(Entries contained in a dataset)

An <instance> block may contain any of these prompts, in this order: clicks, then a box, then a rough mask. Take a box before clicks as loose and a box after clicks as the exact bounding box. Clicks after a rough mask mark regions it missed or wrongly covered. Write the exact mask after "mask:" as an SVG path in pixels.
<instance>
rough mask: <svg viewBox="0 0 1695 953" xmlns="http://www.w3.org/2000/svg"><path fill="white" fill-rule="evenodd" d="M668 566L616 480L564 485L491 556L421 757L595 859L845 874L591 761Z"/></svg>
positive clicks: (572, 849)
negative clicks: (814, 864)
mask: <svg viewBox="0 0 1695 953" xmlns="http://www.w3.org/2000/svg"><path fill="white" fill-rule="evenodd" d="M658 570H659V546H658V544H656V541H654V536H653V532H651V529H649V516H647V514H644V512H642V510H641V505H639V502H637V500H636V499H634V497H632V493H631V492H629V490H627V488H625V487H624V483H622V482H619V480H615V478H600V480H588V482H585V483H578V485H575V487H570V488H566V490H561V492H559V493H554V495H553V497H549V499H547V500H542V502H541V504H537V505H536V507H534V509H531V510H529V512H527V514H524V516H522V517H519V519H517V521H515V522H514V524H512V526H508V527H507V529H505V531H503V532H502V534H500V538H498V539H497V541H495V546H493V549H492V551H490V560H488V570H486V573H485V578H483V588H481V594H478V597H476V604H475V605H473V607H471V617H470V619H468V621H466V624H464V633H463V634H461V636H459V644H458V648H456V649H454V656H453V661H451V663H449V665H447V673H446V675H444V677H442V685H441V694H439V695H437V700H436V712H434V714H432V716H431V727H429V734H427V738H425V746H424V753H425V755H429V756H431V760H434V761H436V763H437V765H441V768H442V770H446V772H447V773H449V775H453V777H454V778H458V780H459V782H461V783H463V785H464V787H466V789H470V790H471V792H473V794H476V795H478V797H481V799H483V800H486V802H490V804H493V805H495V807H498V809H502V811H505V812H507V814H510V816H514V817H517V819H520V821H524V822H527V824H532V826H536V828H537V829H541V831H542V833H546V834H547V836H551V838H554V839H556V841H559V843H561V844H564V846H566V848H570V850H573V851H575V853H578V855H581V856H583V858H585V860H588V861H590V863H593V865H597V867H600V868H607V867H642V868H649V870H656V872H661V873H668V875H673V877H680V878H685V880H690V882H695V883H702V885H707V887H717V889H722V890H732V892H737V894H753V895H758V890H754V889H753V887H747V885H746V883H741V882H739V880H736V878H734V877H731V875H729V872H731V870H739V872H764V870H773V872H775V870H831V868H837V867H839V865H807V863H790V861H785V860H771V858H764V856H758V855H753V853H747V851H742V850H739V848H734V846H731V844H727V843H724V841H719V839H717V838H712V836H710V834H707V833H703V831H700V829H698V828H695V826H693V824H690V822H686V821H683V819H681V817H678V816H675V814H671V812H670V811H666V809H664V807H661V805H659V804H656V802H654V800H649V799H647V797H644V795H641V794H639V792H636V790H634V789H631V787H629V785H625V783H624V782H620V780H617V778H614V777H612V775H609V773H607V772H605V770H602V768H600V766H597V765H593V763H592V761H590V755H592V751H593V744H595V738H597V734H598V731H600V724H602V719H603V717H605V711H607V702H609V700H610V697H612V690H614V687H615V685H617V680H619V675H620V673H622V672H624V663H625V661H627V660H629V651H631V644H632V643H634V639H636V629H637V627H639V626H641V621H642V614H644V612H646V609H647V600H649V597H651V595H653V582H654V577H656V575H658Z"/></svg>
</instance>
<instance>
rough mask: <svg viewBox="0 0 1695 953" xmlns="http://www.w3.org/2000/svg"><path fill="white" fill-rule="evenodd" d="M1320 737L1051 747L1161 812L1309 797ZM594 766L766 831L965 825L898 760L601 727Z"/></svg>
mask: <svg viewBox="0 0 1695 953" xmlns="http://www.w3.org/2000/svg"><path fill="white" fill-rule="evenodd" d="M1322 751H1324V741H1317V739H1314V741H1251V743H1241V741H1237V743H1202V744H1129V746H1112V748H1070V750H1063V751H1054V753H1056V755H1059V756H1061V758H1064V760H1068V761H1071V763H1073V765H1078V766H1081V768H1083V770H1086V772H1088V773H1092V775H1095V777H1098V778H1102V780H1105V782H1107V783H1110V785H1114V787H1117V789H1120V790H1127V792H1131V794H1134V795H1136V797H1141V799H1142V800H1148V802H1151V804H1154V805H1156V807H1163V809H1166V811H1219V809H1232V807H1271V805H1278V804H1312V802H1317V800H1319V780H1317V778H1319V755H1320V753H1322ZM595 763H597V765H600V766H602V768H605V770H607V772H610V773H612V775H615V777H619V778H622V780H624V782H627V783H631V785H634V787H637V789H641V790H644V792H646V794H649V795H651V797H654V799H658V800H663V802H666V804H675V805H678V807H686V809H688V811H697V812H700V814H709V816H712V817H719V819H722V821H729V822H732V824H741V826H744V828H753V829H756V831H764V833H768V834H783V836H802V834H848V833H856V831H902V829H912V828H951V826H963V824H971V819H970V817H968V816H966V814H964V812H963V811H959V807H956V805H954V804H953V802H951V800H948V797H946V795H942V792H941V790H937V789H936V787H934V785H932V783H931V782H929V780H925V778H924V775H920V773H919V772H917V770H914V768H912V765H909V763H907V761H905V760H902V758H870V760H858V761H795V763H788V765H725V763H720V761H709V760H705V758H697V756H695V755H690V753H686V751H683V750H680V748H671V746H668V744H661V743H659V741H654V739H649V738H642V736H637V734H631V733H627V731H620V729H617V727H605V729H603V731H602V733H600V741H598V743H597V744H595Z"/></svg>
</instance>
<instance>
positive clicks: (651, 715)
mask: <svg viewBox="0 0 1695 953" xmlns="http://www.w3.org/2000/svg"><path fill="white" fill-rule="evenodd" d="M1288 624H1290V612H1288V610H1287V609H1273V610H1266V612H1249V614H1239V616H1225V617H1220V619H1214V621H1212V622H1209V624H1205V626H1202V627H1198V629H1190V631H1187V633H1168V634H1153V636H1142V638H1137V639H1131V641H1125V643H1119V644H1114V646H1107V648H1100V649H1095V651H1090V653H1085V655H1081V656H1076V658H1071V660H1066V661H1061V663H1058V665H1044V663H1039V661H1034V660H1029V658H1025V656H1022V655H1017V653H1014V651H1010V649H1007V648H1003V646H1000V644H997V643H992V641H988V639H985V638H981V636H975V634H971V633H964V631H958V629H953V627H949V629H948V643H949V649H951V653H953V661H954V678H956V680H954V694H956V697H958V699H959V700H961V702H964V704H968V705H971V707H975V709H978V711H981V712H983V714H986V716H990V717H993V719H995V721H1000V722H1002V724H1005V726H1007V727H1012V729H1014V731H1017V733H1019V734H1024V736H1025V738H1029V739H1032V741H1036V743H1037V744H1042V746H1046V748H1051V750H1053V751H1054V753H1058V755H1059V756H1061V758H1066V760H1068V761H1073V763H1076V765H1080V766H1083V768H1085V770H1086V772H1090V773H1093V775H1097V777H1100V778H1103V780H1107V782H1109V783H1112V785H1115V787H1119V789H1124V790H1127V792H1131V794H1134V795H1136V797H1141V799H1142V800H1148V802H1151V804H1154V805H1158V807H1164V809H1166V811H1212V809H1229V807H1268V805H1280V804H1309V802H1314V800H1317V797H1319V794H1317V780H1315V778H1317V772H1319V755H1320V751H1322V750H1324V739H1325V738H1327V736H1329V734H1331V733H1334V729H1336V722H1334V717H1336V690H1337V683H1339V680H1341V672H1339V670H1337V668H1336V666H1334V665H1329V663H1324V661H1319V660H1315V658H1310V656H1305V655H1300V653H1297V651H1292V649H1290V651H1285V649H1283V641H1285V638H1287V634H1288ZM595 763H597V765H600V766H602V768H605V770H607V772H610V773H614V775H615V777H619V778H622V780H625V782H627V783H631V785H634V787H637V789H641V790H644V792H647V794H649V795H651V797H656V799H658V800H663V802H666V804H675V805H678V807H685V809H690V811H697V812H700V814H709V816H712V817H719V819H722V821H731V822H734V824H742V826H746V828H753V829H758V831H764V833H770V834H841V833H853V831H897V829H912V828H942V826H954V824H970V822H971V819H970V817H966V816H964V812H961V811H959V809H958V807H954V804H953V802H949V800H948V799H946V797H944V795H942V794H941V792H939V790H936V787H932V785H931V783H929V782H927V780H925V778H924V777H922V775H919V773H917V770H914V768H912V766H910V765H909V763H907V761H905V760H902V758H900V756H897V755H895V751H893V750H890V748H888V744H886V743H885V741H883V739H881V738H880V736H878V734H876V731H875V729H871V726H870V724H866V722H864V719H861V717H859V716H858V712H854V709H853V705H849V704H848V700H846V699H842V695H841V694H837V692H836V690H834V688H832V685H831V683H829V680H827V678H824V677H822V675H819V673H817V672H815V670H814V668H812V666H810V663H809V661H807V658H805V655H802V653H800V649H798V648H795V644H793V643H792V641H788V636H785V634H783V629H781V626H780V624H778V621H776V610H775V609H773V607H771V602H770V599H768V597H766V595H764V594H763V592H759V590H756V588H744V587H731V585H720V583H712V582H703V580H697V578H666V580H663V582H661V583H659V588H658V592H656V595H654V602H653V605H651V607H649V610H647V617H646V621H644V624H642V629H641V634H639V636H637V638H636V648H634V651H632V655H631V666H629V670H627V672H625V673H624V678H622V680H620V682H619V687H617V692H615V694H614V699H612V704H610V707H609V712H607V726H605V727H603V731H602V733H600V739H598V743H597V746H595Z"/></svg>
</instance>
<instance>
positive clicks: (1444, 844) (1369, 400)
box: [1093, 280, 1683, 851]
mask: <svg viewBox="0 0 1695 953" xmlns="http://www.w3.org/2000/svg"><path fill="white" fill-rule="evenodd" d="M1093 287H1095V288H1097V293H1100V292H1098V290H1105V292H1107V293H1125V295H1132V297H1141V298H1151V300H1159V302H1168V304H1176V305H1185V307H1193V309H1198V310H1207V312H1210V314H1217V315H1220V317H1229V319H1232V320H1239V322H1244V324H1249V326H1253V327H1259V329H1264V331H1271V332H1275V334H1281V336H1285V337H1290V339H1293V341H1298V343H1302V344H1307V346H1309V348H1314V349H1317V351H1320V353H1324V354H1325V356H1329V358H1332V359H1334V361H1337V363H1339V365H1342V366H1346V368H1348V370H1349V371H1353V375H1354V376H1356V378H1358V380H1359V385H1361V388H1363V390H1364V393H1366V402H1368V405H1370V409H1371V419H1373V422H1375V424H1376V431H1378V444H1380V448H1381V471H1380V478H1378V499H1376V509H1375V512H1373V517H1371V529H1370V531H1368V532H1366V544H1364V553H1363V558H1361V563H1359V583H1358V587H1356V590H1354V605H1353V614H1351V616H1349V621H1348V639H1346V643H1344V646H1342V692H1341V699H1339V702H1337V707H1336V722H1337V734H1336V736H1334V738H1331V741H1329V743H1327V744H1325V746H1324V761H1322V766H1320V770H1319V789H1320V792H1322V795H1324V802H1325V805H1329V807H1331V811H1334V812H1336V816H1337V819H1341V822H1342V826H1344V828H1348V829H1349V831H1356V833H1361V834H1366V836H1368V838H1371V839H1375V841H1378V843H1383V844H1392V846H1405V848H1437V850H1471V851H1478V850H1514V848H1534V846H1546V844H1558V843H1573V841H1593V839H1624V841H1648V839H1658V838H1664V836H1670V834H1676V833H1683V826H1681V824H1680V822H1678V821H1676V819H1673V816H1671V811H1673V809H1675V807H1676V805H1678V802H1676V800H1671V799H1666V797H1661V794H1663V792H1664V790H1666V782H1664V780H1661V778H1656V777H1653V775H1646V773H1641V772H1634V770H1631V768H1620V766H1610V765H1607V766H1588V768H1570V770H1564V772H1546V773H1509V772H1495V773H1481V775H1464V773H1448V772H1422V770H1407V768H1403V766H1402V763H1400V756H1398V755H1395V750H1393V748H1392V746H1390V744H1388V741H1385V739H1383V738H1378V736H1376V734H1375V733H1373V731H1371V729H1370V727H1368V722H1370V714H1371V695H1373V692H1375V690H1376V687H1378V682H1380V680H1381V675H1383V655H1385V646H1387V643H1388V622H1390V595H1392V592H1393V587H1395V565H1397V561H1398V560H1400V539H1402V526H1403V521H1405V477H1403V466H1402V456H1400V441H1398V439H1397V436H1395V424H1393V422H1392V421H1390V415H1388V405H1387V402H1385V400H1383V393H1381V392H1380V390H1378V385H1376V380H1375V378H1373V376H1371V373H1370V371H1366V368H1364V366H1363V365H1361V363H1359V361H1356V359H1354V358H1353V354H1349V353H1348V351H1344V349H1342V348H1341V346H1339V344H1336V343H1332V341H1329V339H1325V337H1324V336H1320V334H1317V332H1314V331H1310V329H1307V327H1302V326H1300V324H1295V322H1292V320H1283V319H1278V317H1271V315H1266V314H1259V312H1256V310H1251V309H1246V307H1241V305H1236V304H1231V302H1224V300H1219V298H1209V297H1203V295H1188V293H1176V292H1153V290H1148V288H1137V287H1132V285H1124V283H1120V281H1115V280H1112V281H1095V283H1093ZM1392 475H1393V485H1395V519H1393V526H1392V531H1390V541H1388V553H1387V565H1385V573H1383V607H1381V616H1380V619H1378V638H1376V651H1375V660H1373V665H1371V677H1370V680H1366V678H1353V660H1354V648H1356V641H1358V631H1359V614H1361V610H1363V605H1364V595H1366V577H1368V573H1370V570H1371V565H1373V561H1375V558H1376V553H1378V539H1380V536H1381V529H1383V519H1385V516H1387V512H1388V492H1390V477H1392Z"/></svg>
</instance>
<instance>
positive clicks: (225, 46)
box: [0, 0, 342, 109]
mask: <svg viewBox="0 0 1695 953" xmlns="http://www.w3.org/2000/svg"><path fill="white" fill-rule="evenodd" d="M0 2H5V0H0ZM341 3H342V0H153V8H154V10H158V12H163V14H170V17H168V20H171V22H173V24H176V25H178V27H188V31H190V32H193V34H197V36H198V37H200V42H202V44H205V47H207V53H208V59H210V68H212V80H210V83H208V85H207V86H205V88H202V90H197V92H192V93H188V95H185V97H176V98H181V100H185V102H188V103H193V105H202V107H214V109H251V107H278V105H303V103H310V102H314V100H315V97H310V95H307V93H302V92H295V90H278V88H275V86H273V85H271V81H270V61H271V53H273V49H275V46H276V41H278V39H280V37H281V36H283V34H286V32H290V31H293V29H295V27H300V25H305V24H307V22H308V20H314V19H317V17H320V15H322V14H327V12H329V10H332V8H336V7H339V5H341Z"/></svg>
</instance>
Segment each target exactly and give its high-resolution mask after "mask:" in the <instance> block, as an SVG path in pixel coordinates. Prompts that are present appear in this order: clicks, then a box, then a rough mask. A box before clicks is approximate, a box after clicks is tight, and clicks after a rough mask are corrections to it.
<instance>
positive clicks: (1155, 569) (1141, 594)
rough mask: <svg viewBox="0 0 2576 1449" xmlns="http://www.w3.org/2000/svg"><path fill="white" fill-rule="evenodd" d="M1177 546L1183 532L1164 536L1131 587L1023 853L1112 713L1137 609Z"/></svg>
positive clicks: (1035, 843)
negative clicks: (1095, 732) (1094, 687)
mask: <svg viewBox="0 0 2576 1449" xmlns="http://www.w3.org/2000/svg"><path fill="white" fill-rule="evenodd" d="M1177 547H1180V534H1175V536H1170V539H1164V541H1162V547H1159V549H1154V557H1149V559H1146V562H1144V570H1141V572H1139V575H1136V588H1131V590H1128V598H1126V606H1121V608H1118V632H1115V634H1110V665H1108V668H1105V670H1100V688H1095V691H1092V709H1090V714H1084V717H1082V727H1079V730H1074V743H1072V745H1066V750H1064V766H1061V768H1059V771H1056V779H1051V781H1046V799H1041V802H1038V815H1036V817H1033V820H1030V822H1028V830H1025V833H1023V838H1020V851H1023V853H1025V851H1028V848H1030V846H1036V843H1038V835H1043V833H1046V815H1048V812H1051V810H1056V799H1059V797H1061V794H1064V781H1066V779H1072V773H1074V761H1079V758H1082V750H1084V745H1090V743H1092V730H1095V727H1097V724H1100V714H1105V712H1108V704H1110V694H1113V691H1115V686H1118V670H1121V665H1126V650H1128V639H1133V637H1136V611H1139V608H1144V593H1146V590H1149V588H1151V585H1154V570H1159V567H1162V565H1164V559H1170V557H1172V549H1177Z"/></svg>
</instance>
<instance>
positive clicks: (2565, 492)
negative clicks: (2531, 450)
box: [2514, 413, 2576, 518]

# TASK DETAILS
Return each line of the entries above that contains the word "this", treating uppercase and lowercase as distinct.

# YOUR SOLUTION
An <instance> block may contain any of these prompts, in this order: clicks, then a box, then a rough mask. Take a box before clicks as loose and a box after clicks as the exact bounding box. Clicks after a rough mask mark regions it missed or wrongly covered. Write the exact mask after "mask:" as an SVG path in pixels.
Segment each target exactly and give its high-resolution mask after "mask:" in the <instance> block, as an SVG path in pixel coordinates. Prompts that are present appear in this order: clicks, then a box, then a rough mask. A box before clicks is approximate, a box after clicks is tight, and clicks after a rough mask are corrections to it.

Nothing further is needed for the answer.